Selected extract
....................

Sunday, April 12, 2009

Philip Zimbardo: How ordinary people become monsters ... or heroes

Philip Zimbardo: How ordinary people become monsters ... or heroes is a TED talk by Philip Zimbardo,  American psychologist and professor emeritus at Stanford University.  He's a much better speaker than I'd imagined, and I had no idea he grew up poor in New York.

Zimbardo is  of course, famous for his Stanford prison experiment, where he took 24 normal college students, assigned them randomly to be prisoners or guards--which elicited sadistic behavior to such an extent that the experiment had to end early.  The key is that there is neither pure good or evil, only personality traits that can be elicited depending on circumstance.

In this talk, Zimbardo talks about how he was shocked but not surprised at the prisoner abuse that went on in Abu Ghraib, and shows [GRAPHIC, NOT SAFE FOR WORK] images that were not as widely circulated in the media.  Zimbardo states that the administration pushed the blame down on the soldiers (citing a few rotten apples), and that the soldiers stated they were just following orders. But the blame is not to be individualized, it is systemic.

Zimbardo states that if you give people power without oversight, it's a prescription for abuse. The Bush administration, via documents he presented, knew that, and let that happen. He says the abuses were going on for 3 months. Who was watching the store? Nobody. And he thinks nobody on purpose. The guards were given permission to do those things, and they knew nobody was going to come down into that dungeon.  These pictures were examples of situational and systemic vectors of disease. 

He finishes on a positive note, proposing heroism as the antidote to evil. He proposes activating the heroic imagination in all of us and celebrating ordinary heroes. This especially for children. He proposes thinking of ourselves as heroes waiting: each one of us may only have one chance in a lifetime to act heroically, so we must prepare ourselves for when the time comes. 


(From my iPod)

1 comment:

Guy Danus said...

i love these TED talks. this one was a bit depressing, but enlightening.

....................

[Collected data]
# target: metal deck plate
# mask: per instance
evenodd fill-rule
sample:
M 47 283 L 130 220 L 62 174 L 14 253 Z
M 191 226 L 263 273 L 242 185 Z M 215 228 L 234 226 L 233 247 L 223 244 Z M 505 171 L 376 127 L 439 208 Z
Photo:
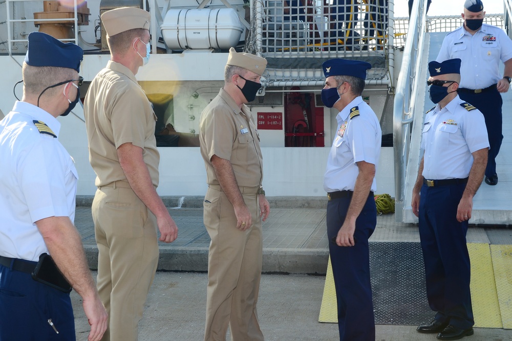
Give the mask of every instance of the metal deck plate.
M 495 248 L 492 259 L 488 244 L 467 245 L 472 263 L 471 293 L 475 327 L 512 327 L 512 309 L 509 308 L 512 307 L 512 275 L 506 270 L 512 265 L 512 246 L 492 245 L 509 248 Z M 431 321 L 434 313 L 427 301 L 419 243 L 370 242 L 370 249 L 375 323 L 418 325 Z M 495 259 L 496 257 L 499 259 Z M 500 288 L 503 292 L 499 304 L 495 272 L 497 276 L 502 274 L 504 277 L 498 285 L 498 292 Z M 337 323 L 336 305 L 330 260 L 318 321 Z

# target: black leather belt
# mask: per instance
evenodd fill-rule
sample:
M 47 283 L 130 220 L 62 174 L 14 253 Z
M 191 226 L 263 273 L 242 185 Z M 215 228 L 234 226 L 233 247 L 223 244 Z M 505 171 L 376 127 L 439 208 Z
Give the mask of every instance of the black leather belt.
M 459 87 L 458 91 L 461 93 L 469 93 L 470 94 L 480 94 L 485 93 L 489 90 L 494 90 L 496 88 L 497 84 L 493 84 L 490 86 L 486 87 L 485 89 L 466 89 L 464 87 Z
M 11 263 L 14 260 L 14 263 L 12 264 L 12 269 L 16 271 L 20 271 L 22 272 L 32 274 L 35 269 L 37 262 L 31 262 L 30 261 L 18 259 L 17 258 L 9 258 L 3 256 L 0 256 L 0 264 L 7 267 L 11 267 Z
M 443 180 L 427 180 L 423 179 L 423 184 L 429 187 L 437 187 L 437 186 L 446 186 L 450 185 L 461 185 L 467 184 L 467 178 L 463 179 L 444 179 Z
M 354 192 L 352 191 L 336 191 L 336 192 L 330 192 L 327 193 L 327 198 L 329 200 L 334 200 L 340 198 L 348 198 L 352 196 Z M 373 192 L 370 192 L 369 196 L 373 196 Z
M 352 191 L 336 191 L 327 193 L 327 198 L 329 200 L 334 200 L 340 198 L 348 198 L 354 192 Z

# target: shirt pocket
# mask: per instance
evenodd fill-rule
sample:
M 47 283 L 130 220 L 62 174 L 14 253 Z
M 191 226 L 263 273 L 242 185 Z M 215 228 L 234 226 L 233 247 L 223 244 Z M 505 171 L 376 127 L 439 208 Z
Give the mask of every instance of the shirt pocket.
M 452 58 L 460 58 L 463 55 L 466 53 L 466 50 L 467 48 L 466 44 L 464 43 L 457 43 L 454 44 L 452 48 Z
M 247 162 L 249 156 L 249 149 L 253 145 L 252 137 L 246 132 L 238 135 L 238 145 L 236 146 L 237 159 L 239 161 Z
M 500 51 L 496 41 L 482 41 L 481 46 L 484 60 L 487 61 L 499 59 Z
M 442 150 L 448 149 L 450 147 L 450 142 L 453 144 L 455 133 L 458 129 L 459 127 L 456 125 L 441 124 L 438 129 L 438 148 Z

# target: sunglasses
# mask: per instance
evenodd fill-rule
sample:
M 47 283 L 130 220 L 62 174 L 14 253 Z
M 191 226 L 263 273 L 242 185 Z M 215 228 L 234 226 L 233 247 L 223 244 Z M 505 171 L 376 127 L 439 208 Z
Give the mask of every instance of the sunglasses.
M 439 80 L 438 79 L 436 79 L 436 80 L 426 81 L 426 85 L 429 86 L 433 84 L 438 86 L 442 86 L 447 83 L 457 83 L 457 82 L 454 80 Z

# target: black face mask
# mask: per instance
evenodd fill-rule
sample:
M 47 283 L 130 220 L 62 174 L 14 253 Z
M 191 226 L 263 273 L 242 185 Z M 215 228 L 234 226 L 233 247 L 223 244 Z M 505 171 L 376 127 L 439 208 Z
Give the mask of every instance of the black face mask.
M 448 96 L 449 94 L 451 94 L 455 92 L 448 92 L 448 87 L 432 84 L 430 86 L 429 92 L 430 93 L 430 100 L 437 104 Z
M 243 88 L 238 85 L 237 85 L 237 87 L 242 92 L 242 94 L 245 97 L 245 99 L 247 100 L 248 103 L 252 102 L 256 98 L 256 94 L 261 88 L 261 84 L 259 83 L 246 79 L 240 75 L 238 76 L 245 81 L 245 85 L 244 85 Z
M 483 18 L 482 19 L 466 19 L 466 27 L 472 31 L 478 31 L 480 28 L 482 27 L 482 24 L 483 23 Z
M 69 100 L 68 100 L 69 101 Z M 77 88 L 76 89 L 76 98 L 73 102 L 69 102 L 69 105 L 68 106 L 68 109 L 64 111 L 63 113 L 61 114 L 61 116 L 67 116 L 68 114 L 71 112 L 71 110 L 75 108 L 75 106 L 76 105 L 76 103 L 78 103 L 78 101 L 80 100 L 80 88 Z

....................

Tasks to perform
1. Summarize the post about Zimbardo's TED talk in two sentences.
2. According to the post about Zimbardo's TED talk, how many college students took part in the Stanford prison experiment?
3. Translate this sentence from the post about Zimbardo's TED talk into Spanish: "Zimbardo states that if you give people power without oversight, it's a prescription for abuse."

Solutions
1. In the TED talk, Philip Zimbardo, known for his Stanford prison experiment, argues that the prisoner abuse at Abu Ghraib was systemic rather than the fault of a few individuals, since giving people power without oversight is a prescription for abuse. He ends by proposing heroism as the antidote to evil, urging people to activate their heroic imagination, celebrate ordinary heroes, and prepare for their own chance to act heroically.

2. Twenty-four normal college students took part.

3. Zimbardo afirma que, si se da poder a las personas sin supervisión, es una receta para el abuso.